Argentina is already foreclosed from international capital markets, so it doesn't have much to lose by thwarting the US court system. Similar bold moves by Ecuador and Iceland have left those countries in substantially better shape than Greece, which went along with the agendas of the international financiers.

 

The upside for Argentina was captured by President Fernandez in a nationwide speech on August 19th. Struggling to hold back tears, according to Bloomberg, she said:

 

When it comes to the sovereignty of our country and the conviction that we can no longer be extorted and that we can't become burdened with debt again, we are emerging as Argentines.

. . . If I signed what they're trying to make me sign, the bomb wouldn't explode now but rather there would surely be applause, marvelous headlines in the papers. But we would enter into the infernal cycle of debt which we've been subject to for so long.

 

The Endgame: Patagonia in the Crosshairs

The deeper implications of that infernal debt cycle were explored by Argentine political analyst Adrian Salbuchi in an August 12th article titled "Sovereign Debt for Territory: A New Global Elite Swap Strategy." Where territories were once captured by military might, he maintains that today they are being annexed by debt. The still-evolving plan is to drive destitute nations into an international bankruptcy court whose decisions would have the force of law throughout the world. The court could then do with whole countries what US bankruptcy courts do with businesses: sell off their assets, including their real estate. Sovereign territories could be acquired as the spoils of bankruptcy without a shot being fired.

**DATA LINES:**
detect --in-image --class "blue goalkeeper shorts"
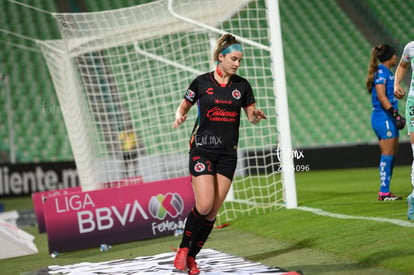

**PROBLEM TO WORK ON:** In the passage on Argentina's debt, what is the title of the August 12th article by Adrian Salbuchi? Rely only on the passage on Argentina's debt, not on the data.

**TASK ANSWER:** "Sovereign Debt for Territory: A New Global Elite Swap Strategy."